> Directions
Please update the listing below by writing it out again with "pixel coordinates" replaced by "x and y coordinates" and all else unchanged. Leave the pictures out of your answer.

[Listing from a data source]
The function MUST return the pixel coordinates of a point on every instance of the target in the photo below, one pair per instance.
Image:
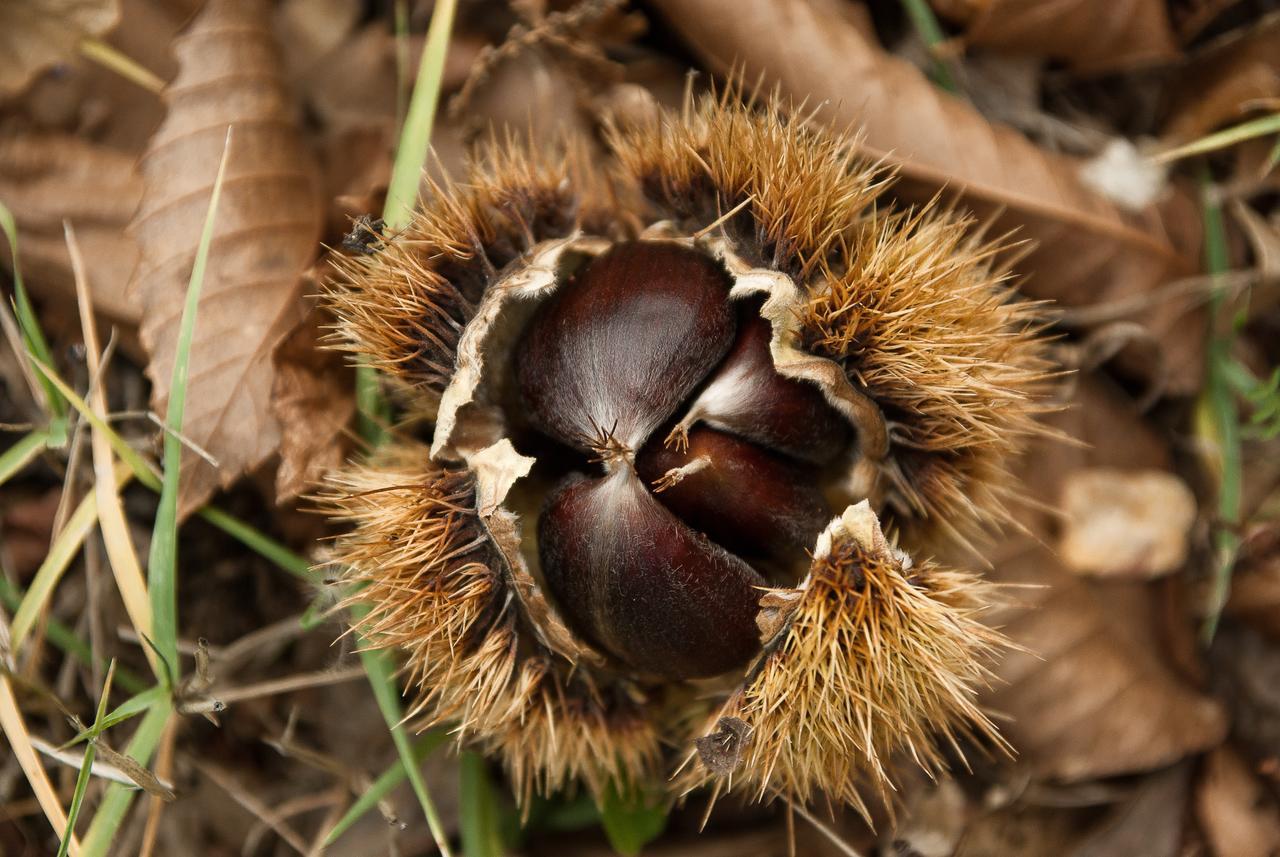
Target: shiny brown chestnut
(624, 343)
(749, 499)
(749, 398)
(641, 585)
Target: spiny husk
(871, 656)
(429, 576)
(918, 317)
(403, 306)
(872, 659)
(912, 305)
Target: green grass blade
(931, 33)
(146, 475)
(416, 134)
(31, 333)
(87, 764)
(382, 678)
(629, 820)
(22, 453)
(64, 548)
(481, 829)
(1225, 138)
(371, 408)
(383, 786)
(118, 798)
(131, 707)
(260, 542)
(1220, 416)
(163, 563)
(65, 640)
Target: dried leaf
(1091, 36)
(35, 35)
(314, 404)
(1086, 250)
(45, 178)
(1082, 696)
(1237, 814)
(1256, 581)
(1125, 522)
(265, 237)
(1146, 825)
(1214, 87)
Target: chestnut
(750, 398)
(624, 343)
(749, 499)
(641, 585)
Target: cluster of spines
(922, 322)
(403, 306)
(872, 659)
(786, 192)
(420, 560)
(908, 303)
(912, 303)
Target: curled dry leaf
(312, 402)
(265, 235)
(1238, 815)
(1091, 36)
(37, 33)
(1147, 824)
(1080, 696)
(45, 178)
(1086, 250)
(1124, 522)
(1215, 86)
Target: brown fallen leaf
(45, 178)
(1091, 36)
(1256, 580)
(1215, 86)
(37, 33)
(312, 402)
(1148, 824)
(1130, 523)
(1087, 251)
(265, 235)
(1237, 814)
(1082, 696)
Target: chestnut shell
(624, 343)
(641, 585)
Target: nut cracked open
(676, 397)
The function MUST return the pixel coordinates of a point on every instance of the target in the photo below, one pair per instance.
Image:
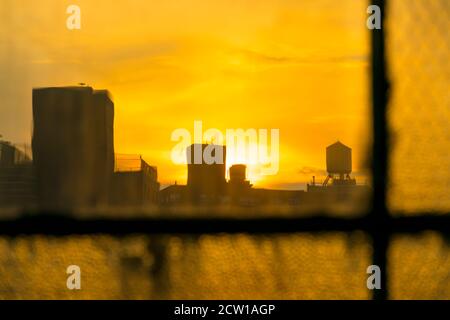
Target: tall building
(206, 177)
(73, 146)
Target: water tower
(339, 165)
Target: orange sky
(297, 66)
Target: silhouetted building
(338, 186)
(206, 172)
(339, 164)
(17, 177)
(135, 183)
(73, 148)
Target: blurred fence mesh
(296, 266)
(418, 43)
(419, 267)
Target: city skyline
(299, 67)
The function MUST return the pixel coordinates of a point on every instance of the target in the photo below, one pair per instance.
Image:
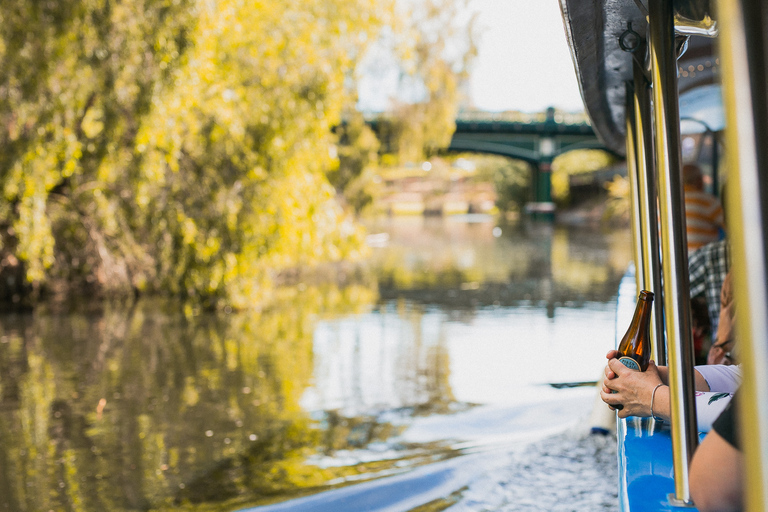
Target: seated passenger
(716, 470)
(722, 350)
(703, 212)
(647, 393)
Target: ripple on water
(569, 472)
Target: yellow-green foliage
(175, 145)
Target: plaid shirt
(707, 268)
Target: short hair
(691, 174)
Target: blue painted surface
(646, 474)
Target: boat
(652, 73)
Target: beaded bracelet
(653, 395)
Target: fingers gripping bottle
(635, 346)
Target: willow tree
(435, 46)
(173, 145)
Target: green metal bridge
(536, 141)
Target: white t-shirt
(723, 381)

> Correct response
The function MUST return the x and y coordinates of a point on every instance of the target in the photo below, one pair per instance.
Image:
Target: shiny brown chestnut
(624, 343)
(749, 499)
(749, 398)
(641, 585)
Target: spiny husk
(871, 656)
(429, 576)
(918, 317)
(403, 306)
(872, 659)
(912, 305)
Target: green grass blade
(931, 33)
(146, 475)
(416, 134)
(31, 333)
(87, 764)
(382, 678)
(629, 820)
(22, 453)
(64, 548)
(481, 829)
(1225, 138)
(371, 408)
(383, 786)
(118, 798)
(131, 707)
(260, 542)
(1220, 416)
(163, 563)
(65, 640)
Target: dried leaf
(1091, 36)
(35, 35)
(314, 404)
(1086, 250)
(45, 178)
(1082, 696)
(1237, 814)
(1256, 581)
(1125, 522)
(265, 237)
(1146, 825)
(1214, 87)
Target: chestnut
(750, 398)
(624, 343)
(749, 499)
(641, 585)
Target: cluster of spines
(922, 322)
(403, 306)
(872, 659)
(786, 192)
(420, 560)
(908, 303)
(912, 303)
Target: curled dry leaf
(312, 402)
(265, 235)
(1238, 815)
(1091, 36)
(37, 33)
(1147, 824)
(1080, 696)
(45, 178)
(1086, 250)
(1124, 522)
(1215, 86)
Target: brown fallen leaf
(45, 178)
(1091, 36)
(1256, 580)
(1215, 86)
(37, 33)
(312, 402)
(1148, 824)
(1130, 523)
(1087, 251)
(265, 235)
(1237, 814)
(1082, 696)
Target: chestnut shell
(624, 343)
(641, 585)
Target: nut cracked open
(676, 397)
The function MUST return the x and y coordinates of a point on every instance of the target in the photo below, one pair per instance.
Image:
Target: tall building
(206, 177)
(73, 146)
Target: water tower
(339, 165)
Target: orange sky
(297, 66)
Target: silhouetted building
(338, 186)
(206, 172)
(339, 164)
(17, 177)
(135, 183)
(73, 148)
Target: blurred fence mesh
(296, 266)
(418, 43)
(419, 267)
Target: city skyline
(299, 67)
The function MUST return the x and y coordinates of a point on every instance of the target in the photo below, one pair per instance.
Image:
Target: seated passenger
(716, 470)
(722, 350)
(703, 212)
(647, 393)
Target: ripple on water
(569, 472)
Target: yellow-green foliage
(175, 145)
Target: plaid shirt
(707, 268)
Target: short hair
(691, 174)
Target: blue painted surface
(646, 474)
Target: boat
(652, 73)
Target: beaded bracelet
(653, 395)
Target: fingers gripping bottle
(635, 346)
Target: willow tree
(435, 46)
(173, 145)
Target: green metal bridge
(536, 141)
Target: white t-shirt
(723, 381)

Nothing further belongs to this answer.